* SET PROBLEM *
Which lines in the records below contain the string "sweater"? Show each of those lines in full, and treat uppercase and lowercase as different.

* DATA EXCERPTS *

-- begin --

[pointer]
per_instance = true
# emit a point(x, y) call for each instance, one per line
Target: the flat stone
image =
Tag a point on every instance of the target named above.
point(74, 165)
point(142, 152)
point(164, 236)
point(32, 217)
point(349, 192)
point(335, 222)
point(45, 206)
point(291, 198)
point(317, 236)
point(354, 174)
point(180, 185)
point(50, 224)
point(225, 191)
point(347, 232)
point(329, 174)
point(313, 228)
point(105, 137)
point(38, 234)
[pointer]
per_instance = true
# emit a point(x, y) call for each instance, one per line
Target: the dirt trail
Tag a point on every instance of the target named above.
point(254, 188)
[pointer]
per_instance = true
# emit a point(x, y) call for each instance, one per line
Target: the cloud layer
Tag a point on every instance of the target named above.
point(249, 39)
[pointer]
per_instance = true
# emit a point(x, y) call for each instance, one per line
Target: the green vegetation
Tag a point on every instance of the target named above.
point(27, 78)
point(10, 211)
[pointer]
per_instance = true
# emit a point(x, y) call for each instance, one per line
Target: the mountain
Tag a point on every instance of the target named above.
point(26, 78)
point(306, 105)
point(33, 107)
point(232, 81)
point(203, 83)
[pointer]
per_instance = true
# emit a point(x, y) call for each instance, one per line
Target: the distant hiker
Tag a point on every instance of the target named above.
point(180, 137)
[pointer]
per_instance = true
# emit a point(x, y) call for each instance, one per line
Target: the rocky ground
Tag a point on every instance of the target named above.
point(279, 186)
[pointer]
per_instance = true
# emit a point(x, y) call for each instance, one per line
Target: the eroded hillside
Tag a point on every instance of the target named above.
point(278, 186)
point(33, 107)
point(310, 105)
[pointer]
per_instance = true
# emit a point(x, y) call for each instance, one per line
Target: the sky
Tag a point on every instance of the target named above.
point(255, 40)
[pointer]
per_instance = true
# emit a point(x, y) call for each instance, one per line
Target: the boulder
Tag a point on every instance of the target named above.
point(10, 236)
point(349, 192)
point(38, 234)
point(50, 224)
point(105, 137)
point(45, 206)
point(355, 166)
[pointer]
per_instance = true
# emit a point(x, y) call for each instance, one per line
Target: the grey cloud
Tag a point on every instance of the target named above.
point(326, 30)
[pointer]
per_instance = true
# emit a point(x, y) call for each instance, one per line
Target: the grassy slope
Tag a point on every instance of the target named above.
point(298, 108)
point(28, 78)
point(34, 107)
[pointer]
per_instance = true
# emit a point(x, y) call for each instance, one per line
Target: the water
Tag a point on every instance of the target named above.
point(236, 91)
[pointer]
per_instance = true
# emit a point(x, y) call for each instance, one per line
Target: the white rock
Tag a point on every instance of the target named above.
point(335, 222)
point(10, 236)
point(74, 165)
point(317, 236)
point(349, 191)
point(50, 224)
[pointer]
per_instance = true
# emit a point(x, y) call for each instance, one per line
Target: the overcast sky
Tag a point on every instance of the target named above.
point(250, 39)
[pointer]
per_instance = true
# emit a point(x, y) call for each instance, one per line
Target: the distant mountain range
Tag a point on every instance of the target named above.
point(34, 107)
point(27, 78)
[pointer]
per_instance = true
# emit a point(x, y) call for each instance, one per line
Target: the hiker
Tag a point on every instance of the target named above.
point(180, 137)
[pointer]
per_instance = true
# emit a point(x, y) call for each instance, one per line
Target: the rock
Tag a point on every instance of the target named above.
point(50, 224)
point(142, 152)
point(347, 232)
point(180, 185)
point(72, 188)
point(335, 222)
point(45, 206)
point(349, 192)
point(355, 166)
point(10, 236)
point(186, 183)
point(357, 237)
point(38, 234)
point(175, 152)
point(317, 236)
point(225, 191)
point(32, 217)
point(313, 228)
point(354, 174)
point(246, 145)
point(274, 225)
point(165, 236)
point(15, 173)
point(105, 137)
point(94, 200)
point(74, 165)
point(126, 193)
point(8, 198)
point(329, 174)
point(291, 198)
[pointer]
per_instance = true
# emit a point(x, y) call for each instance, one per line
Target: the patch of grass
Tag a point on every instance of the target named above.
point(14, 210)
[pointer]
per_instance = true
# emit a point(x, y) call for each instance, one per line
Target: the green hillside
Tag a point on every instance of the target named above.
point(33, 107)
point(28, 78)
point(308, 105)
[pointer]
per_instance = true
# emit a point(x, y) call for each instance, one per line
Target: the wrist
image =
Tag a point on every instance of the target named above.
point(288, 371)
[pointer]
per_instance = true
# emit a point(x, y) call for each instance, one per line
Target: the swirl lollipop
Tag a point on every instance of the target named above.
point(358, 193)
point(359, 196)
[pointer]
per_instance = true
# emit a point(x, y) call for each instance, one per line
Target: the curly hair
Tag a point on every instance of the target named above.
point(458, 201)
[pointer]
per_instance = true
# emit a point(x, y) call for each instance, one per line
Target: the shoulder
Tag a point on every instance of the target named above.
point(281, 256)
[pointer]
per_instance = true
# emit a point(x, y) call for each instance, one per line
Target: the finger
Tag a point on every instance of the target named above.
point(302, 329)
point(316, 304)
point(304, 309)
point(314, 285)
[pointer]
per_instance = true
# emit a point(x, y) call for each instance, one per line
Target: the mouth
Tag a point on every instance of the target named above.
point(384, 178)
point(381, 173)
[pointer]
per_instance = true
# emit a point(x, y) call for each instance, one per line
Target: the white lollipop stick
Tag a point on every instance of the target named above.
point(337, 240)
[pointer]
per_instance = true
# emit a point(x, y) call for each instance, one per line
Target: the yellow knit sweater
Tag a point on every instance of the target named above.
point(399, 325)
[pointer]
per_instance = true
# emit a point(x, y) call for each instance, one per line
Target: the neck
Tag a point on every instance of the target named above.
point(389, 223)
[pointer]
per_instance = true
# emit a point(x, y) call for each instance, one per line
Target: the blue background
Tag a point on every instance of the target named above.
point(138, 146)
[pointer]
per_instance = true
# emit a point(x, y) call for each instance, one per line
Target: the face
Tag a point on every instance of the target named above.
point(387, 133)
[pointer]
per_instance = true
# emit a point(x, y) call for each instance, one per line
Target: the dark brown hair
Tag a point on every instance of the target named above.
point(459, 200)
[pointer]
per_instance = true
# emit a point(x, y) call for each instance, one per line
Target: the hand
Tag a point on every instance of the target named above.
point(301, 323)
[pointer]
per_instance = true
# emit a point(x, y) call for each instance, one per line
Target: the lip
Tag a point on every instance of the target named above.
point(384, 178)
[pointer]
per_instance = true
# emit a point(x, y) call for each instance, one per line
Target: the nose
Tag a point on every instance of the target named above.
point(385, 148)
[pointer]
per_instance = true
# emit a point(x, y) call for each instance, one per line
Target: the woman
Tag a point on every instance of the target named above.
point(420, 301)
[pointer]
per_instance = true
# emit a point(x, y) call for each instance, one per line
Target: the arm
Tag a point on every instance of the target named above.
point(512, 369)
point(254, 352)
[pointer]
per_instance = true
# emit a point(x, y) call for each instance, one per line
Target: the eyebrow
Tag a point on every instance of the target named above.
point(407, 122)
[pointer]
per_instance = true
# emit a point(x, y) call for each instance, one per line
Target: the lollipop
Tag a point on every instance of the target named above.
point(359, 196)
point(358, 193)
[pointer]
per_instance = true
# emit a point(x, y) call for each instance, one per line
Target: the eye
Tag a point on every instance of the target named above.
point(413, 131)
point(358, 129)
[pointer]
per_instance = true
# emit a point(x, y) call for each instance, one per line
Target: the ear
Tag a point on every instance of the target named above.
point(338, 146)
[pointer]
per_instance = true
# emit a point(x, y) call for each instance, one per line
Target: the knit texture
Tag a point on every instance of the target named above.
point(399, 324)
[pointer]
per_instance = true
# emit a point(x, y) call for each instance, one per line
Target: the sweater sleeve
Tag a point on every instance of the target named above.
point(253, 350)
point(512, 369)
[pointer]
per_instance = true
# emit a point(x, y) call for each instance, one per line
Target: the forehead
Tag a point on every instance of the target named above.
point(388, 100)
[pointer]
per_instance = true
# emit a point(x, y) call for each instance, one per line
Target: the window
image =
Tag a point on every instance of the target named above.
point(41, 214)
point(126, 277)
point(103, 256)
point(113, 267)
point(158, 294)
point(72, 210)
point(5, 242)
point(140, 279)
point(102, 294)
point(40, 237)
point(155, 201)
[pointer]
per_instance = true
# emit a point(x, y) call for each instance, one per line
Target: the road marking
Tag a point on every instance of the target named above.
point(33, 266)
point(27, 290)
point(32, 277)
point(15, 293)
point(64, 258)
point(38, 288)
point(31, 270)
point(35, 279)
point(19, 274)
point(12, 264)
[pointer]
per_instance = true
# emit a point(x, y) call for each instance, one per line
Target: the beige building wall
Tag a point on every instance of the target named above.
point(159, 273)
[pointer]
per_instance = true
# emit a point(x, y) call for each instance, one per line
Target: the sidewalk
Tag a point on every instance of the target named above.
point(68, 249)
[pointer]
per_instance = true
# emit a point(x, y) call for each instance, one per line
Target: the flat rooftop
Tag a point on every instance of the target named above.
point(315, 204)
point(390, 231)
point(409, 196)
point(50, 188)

-- end --

* EXERCISE RESULT *
Target: the yellow knit sweater
Target: the sweater sleeve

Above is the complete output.